--- start of TEXT ---

# Water pump



## hitekrdnk48 (Mar 30, 2014)

My wife and I have purchased a 100 year old remodeled farm house. It has a second water well were the old milk house used to be. It has a hand pump on it that is beyond repair. Any ways I want to get it into working condition again. What would be a good hand pump to get?


----------



## Caribou (Aug 18, 2012)

How deep is the well and how far down to the water?


----------



## airdrop (Jan 6, 2012)

is the metal wore out or just the leathers on the pump ? leathers can be replaced .


----------



## IlliniWarrior (Nov 30, 2010)

before you start buying all kinds of stuff - get the water tested .... send a dip container down the bore hole (see if that is still open) .... your county should be able to test it ....


----------



## hiwall (Jun 15, 2012)

> get the water tested


I would wait on this. You can always chlorinate the well if you have a way to pump it out. Like said above we need more info. How big is the pipe? Is there a well casing (big pipe) with a smaller pipe going down inside the big pipe? Is it open so you can drop a weighted string down to see how deep it is and how far until you hit the standing water?


----------



## hitekrdnk48 (Mar 30, 2014)

Ok, I got the pipe pulled this morning. It's 35ft long with about 1 1/2ft above ground. The pipe is 1 1/4" and has some rust through near the top by the pump. The bottom 3-4ft was wet. The pump it self seems to be frozen up with corrosion. As far as water quality I wont be testing it until I get a working pump going. As stated if the water has issues I can treat it with bleach or just use it for the garden which we will have on this property next year. I'm going to cap off the well for now to keep anything else from getting into it. As far as I can tell I think I should replace everything. Just want opinions on a high quality replacement.


----------



## Caribou (Aug 18, 2012)

One trick about this site is to go to the very bottom of the page of a thread you are interested in and you will find links to similar threads.


----------



## hiwall (Jun 15, 2012)

--- end of TEXT ---
--- start of LISTING ---

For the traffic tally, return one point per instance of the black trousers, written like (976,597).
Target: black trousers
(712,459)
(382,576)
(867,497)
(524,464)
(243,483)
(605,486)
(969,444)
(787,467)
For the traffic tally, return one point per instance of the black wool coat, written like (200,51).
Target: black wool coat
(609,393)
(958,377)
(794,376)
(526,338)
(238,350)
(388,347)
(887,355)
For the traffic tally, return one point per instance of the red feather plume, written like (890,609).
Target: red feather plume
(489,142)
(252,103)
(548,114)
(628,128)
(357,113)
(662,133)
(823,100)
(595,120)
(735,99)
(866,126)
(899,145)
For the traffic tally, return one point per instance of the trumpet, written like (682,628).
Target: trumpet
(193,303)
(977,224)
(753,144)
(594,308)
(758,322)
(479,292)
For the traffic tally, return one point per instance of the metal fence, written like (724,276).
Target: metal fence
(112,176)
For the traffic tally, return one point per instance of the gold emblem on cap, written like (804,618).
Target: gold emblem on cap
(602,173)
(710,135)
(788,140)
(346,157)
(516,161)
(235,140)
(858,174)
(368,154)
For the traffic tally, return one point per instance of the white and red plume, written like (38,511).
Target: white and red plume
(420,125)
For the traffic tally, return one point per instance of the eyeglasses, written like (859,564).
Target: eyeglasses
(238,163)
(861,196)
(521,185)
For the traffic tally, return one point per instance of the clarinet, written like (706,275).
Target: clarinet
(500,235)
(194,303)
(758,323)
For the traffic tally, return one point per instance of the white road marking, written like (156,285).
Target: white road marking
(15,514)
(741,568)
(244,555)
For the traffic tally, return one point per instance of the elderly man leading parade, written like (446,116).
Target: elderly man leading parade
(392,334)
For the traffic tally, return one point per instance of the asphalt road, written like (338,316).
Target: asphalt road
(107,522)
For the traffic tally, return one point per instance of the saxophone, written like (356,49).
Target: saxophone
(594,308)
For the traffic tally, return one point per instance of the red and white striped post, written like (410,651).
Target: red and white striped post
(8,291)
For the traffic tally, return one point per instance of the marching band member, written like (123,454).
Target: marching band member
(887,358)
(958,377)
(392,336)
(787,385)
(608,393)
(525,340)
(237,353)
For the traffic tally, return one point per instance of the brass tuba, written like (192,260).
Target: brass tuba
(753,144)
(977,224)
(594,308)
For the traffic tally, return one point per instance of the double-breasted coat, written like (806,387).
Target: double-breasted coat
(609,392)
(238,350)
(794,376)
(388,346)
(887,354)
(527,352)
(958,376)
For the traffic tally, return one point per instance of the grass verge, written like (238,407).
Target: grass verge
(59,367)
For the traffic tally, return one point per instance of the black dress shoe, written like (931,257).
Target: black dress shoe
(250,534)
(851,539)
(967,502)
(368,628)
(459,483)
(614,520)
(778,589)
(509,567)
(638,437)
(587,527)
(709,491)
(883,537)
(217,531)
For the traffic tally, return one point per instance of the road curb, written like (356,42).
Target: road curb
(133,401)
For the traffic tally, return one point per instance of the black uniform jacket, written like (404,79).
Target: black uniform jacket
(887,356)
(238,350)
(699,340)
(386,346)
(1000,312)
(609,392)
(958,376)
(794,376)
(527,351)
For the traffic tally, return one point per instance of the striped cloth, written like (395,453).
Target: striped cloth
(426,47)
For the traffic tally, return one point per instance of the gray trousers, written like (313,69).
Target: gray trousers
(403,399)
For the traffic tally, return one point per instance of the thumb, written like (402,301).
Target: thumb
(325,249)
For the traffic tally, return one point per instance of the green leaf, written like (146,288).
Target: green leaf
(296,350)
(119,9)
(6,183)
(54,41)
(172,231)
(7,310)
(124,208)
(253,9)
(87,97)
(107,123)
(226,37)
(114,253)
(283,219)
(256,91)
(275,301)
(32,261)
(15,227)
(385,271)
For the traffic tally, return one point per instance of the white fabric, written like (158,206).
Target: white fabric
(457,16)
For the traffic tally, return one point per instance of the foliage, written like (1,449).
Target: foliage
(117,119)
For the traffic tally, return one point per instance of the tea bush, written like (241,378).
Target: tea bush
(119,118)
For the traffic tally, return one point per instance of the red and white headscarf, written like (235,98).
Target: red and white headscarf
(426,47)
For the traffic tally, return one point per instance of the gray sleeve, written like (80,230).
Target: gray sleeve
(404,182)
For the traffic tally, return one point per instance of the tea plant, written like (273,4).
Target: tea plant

--- end of LISTING ---

_PROBLEMS AND TASKS_
A: In the water pump thread, how long is the pipe that was pulled from the well?
B: Carry on the water pump thread from its last line.

_TASK RESPONSES_
A: It is 35 feet long.

B:
With only the one 1-1/4" pipe they must have been drawing it up with a shallow well pump. But maybe the water level dropped because now it it too far to suck up with a shallow well pump (about 25 to 30 foot max). When you say you pulled the pipe I assume you pulled it from a larger metal casing? If the well only has 3 to 4 feet of standing water it would likely have to drawn from slowly to keep it from going dry (or is the well actually deeper and that is just how far the inner pipe went down?). Unused wells often seal themselves up so they will no longer work.


----------



## hitekrdnk48 (Mar 30, 2014)

Yes I pulled it from a larger metal casing. The previous owner had said that they got it working about 10 years ago but never used it. This old well is about 300ft. from the current well that feeds the house. The well for the house is 65ft. deep and has great water. I'm going to drop a line down and get a measurement of the old well.


----------



## squerly (Aug 17, 2012)

So how did this project work out?


----------



## gundog10 (Dec 5, 2014)

I would take a look at practical preppers.com. This is the hand pump I will be getting in the future.


----------



## hitekrdnk48 (Mar 30, 2014)

Sorry I forgot about this post. Anyways the well measures out to about 50ft deep so I know that the original pipe didn't go all the way down the well. I haven't done anything else with the well due to being in our heavy lake effect snow season. Come spring I will work with it more. I have talked to a ex Amish neighbor who does well drilling and he believes the well will be usable.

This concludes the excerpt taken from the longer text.